Exercise objective: Starting at the line with "fabric wing in the photo above.", set down each line of the entries below through the last one, exactly as it stands.

Exercise material:
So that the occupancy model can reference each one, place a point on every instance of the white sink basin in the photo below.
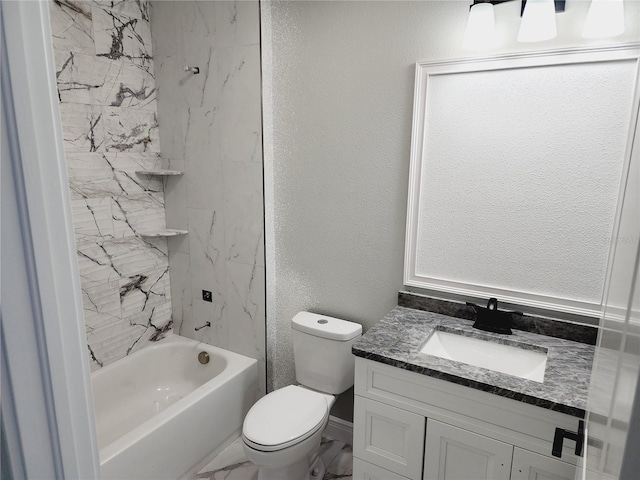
(509, 359)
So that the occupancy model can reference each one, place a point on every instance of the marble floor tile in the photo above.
(342, 465)
(232, 464)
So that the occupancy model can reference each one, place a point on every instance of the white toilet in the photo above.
(282, 431)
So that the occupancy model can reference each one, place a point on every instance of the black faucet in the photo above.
(490, 319)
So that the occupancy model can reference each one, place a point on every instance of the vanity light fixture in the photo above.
(604, 19)
(538, 22)
(480, 32)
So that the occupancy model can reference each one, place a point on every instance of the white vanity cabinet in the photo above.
(412, 426)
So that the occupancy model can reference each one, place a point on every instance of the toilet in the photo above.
(282, 431)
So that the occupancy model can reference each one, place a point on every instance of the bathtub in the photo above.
(161, 414)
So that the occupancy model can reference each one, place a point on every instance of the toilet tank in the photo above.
(322, 351)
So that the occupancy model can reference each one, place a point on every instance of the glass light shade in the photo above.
(480, 31)
(604, 19)
(538, 21)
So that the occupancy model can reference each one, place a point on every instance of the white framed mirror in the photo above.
(516, 164)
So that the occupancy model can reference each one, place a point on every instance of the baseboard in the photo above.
(339, 430)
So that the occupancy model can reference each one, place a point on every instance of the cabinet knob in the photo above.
(561, 434)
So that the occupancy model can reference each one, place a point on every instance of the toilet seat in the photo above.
(284, 418)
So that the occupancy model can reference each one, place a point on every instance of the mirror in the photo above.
(516, 165)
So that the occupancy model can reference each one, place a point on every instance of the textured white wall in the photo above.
(338, 101)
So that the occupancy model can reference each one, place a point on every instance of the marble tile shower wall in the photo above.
(210, 127)
(107, 93)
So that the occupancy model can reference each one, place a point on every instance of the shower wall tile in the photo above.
(237, 23)
(126, 8)
(168, 75)
(109, 119)
(137, 131)
(181, 300)
(99, 81)
(71, 26)
(240, 104)
(203, 166)
(82, 127)
(206, 250)
(92, 217)
(243, 205)
(246, 314)
(118, 35)
(216, 333)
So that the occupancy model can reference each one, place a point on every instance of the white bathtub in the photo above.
(161, 414)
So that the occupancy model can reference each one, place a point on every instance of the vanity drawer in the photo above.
(517, 423)
(389, 437)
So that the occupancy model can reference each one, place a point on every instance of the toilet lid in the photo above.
(284, 417)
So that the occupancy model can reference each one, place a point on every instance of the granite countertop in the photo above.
(397, 339)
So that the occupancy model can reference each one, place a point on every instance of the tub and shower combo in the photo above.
(166, 410)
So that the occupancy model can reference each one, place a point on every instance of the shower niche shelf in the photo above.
(160, 172)
(165, 232)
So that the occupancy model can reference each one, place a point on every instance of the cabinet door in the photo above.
(533, 466)
(389, 437)
(367, 471)
(452, 453)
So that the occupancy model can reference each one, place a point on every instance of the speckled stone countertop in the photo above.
(397, 339)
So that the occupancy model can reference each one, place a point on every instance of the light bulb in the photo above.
(480, 33)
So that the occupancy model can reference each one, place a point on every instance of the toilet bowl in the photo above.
(282, 432)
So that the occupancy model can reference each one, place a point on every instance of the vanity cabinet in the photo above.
(412, 426)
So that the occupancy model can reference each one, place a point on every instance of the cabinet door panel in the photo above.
(452, 453)
(389, 437)
(533, 466)
(367, 471)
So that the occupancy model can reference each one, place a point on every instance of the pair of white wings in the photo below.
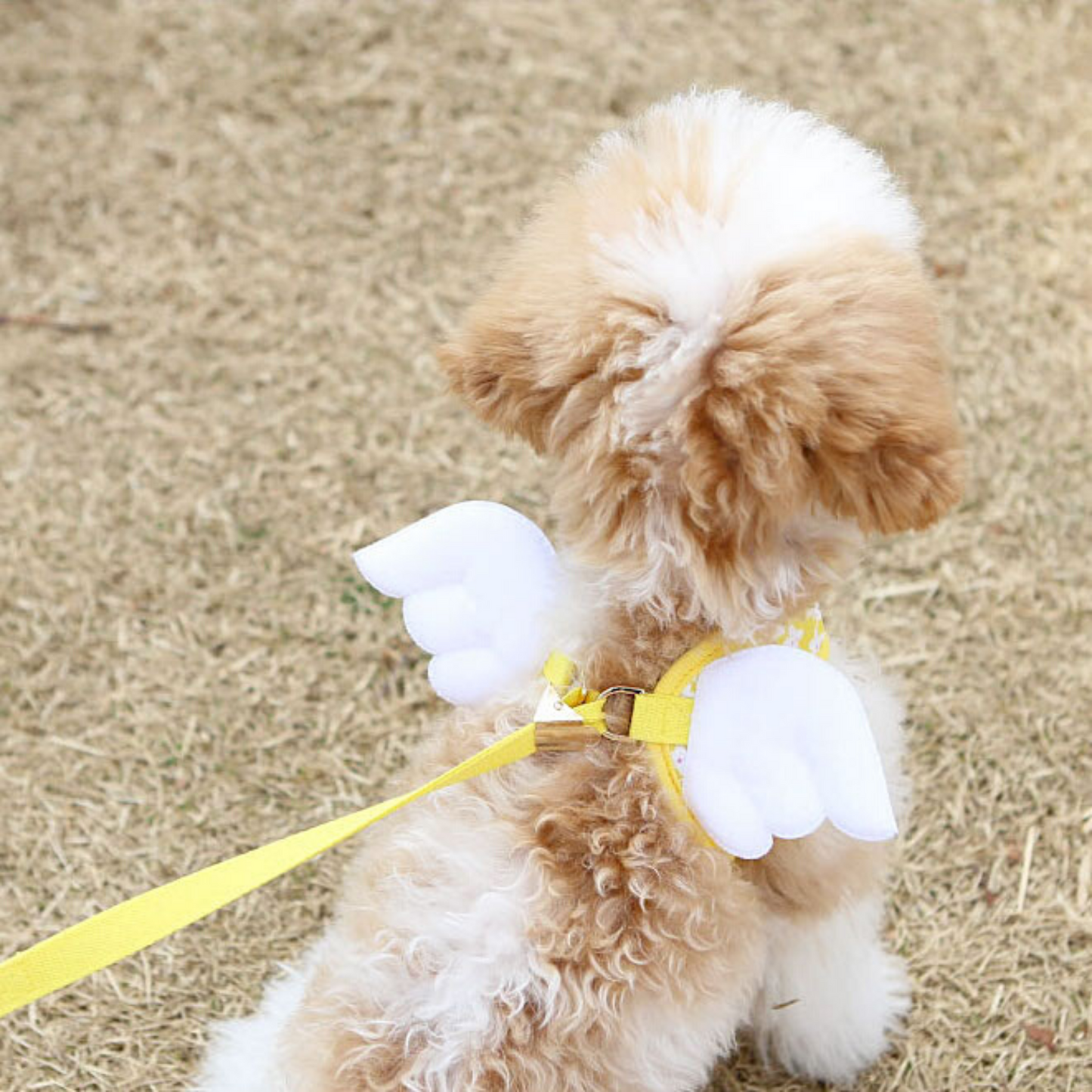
(779, 738)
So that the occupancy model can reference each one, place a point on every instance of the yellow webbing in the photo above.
(660, 719)
(119, 932)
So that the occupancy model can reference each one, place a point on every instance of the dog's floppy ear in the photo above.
(490, 363)
(522, 345)
(886, 448)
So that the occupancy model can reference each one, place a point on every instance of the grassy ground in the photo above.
(275, 210)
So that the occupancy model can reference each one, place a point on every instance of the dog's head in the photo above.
(721, 331)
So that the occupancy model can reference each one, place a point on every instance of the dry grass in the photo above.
(277, 209)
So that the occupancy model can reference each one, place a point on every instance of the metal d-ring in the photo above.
(611, 691)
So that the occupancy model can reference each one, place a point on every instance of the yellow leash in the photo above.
(660, 721)
(127, 928)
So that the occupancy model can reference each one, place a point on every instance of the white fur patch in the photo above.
(831, 995)
(777, 183)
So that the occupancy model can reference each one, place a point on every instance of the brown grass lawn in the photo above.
(275, 210)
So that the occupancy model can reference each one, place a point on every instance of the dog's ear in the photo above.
(861, 322)
(523, 344)
(491, 365)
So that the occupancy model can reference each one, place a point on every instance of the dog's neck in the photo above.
(631, 647)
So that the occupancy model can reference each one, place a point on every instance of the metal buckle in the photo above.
(557, 728)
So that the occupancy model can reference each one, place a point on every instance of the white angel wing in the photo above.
(476, 578)
(780, 741)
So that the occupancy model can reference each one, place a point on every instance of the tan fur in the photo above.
(821, 398)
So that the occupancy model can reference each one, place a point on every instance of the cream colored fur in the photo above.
(719, 333)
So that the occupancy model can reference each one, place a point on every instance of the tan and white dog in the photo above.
(721, 334)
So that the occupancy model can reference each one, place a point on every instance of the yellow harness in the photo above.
(660, 719)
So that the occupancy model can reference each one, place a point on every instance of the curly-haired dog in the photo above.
(719, 333)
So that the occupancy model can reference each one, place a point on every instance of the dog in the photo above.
(719, 334)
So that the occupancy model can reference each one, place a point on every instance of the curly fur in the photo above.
(719, 333)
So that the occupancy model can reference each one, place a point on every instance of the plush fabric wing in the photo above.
(476, 579)
(780, 741)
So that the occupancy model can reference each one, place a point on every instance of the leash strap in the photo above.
(112, 935)
(122, 930)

Problem solution:
So that the occupancy model can reference each one, place a point on every instance of the plush fabric wing in the photo above.
(476, 579)
(780, 741)
So that the occupancy model can reference each one, place a point on every instance of the leash strap in the photo above.
(112, 935)
(122, 930)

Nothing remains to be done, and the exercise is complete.